Challenge - Copy the listing from the line that contains "Question. Locate the guinea pig ear" through its end, swapping "framed canvas" for "canvas print" and changing nothing else.
>> begin Input material
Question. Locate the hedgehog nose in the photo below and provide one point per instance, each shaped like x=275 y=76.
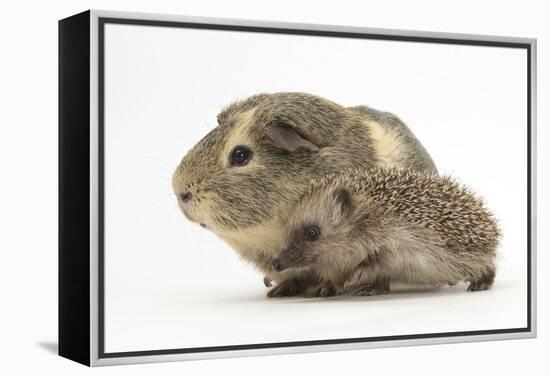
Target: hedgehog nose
x=278 y=265
x=185 y=196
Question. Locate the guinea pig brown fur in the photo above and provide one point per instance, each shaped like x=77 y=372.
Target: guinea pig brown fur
x=386 y=224
x=244 y=178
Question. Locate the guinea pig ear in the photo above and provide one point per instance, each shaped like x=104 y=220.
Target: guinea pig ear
x=285 y=137
x=343 y=200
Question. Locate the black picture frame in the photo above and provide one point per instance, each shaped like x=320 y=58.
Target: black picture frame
x=80 y=338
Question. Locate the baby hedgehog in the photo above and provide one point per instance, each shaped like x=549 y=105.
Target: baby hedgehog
x=395 y=224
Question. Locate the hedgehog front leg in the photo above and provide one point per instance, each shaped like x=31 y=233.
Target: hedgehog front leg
x=483 y=282
x=367 y=279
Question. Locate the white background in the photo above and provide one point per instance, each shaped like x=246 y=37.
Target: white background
x=29 y=190
x=171 y=284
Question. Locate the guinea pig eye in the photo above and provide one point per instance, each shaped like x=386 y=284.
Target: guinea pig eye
x=240 y=156
x=312 y=233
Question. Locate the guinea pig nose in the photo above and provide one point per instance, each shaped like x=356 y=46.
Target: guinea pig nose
x=278 y=265
x=186 y=196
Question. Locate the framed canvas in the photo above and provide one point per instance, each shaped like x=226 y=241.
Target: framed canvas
x=185 y=144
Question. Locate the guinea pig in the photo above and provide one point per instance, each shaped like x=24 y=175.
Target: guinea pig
x=244 y=178
x=370 y=227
>> end Input material
Response to the exercise -
Question. Locate the guinea pig ear in the photo above and provide one point per instance, each shaped like x=104 y=220.
Target: guinea pig ear
x=285 y=137
x=343 y=200
Question. Locate the black picture frame in the photo above and provide one point per instance, each shaped like x=320 y=58.
Target: black picture frame
x=80 y=338
Question. Locate the baby hedgehog in the photo above and provide one point per instance, each shaped like x=549 y=105.
Target: baby hedgehog
x=395 y=224
Question. Locate the hedgehog front leg in the photo above and provide one point per instance, each shaped like x=31 y=233.
Target: hedgehog front leg
x=483 y=282
x=367 y=279
Question. Locate the white background in the photo above and provide one point per instance, each shaped like x=246 y=37.
Target: white background
x=29 y=190
x=171 y=284
Question. Locate the guinea pig eye in the photo above and provide one point per instance, each shaped like x=386 y=284.
Target: guinea pig eye
x=240 y=156
x=312 y=233
Question. Locate the guinea pig nose in the photo above and provide one point per instance, each shaped like x=356 y=46.
Target: guinea pig nose
x=278 y=265
x=186 y=196
Question. Locate the canvas print in the photo above and provide one point per instance, each shaped like x=226 y=241.
Target: canvas print
x=185 y=144
Question. Locate the guinea pig in the photo above and provide one point per instance, each shaped like x=24 y=175.
Target: guinea pig
x=244 y=178
x=370 y=227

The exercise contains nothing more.